EXERCISE DIRECTIONS: Update the material from the line with "Target: tall green tree canopy" to the line with "(1120, 414)" by changing "wire fence" to "chain-link fence", keeping everything else as it is. Return only those lines.

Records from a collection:
+++

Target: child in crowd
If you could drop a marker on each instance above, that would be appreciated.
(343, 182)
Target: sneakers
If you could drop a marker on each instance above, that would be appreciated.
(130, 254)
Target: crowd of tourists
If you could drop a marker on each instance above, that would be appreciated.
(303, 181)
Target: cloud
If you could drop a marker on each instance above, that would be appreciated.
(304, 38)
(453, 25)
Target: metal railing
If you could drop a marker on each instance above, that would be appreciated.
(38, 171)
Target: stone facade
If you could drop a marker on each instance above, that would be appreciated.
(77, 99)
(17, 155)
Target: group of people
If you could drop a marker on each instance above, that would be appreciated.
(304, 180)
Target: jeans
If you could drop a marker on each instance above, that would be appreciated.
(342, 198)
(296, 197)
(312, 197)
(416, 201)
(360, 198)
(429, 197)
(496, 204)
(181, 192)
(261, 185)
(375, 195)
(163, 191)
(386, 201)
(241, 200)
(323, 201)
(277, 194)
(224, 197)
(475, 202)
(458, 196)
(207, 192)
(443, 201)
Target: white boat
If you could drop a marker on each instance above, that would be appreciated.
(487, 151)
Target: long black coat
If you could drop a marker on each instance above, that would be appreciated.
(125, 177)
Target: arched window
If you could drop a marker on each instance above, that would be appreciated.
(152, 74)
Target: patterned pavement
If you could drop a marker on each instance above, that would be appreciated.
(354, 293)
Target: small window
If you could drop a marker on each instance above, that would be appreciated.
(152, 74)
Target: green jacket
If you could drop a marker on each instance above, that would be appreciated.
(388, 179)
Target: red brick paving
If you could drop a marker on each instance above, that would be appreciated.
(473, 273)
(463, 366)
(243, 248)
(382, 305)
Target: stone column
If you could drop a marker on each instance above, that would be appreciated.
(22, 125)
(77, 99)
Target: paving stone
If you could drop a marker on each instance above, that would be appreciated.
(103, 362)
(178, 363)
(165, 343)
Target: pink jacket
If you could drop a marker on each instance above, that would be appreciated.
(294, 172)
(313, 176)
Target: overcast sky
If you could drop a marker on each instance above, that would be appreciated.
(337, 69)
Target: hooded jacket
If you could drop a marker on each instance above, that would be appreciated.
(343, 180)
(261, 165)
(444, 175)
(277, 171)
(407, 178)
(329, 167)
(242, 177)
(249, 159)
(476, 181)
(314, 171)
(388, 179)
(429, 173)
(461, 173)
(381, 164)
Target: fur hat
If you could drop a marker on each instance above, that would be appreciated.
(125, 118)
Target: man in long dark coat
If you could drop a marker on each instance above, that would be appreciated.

+++

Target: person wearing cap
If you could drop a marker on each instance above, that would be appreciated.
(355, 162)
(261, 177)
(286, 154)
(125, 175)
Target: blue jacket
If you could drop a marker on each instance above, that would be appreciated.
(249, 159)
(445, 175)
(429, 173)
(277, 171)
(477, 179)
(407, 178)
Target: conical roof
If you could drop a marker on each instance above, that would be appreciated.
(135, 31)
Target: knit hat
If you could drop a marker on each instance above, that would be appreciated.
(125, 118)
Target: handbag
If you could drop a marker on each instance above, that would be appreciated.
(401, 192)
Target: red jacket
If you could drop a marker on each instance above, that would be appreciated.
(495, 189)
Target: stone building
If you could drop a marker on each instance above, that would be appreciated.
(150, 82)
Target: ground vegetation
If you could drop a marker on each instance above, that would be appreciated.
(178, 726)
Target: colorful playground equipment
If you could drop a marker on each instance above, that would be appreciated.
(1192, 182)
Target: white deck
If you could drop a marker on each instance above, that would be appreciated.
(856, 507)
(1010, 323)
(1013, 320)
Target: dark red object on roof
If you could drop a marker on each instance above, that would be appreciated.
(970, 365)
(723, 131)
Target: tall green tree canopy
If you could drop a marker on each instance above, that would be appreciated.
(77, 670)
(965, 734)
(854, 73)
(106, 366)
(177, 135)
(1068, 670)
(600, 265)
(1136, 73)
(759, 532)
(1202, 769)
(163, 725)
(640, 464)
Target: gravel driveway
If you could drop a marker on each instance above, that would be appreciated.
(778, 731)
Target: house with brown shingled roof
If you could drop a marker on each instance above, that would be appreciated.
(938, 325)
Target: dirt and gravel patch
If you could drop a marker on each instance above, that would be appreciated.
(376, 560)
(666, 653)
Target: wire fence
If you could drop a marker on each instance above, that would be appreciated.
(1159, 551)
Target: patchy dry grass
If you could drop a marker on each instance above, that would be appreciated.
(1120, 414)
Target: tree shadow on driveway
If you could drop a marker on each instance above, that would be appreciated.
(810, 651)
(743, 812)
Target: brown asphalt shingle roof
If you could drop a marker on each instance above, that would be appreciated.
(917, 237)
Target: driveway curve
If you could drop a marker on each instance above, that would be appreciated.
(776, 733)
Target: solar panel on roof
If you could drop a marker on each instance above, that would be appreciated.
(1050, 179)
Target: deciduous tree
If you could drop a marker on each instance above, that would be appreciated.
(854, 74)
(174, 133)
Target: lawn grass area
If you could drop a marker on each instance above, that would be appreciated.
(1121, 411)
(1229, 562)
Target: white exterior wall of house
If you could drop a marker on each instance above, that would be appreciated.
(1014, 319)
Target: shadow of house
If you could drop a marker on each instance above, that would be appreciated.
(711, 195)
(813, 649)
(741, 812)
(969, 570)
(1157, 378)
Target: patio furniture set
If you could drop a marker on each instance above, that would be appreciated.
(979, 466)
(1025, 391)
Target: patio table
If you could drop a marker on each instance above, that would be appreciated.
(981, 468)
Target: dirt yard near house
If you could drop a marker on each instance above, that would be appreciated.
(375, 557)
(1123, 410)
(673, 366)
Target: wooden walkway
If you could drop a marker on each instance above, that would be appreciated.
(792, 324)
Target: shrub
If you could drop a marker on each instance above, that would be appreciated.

+++

RESULT:
Target: tall green tree canopy
If you could drop a marker on each instance above, that would be appreciated.
(77, 670)
(965, 734)
(854, 73)
(106, 366)
(177, 135)
(1068, 670)
(600, 265)
(1136, 73)
(759, 532)
(1202, 769)
(163, 725)
(640, 464)
Target: gravel driveway
If you could drop a marker on each instance above, that would be appreciated.
(778, 731)
Target: house with brown shingled roof
If you could drop a marker on each instance above, that would be appreciated.
(938, 325)
Target: dirt and gravel patch
If you could drop a marker on each instance above, that would be appreciated.
(376, 560)
(666, 653)
Target: chain-link fence
If you could drop a marker on each instance above, that would be appreciated.
(1159, 551)
Target: patchy dry grass
If you could drop a marker on each instance above, that would be appreciated.
(1120, 414)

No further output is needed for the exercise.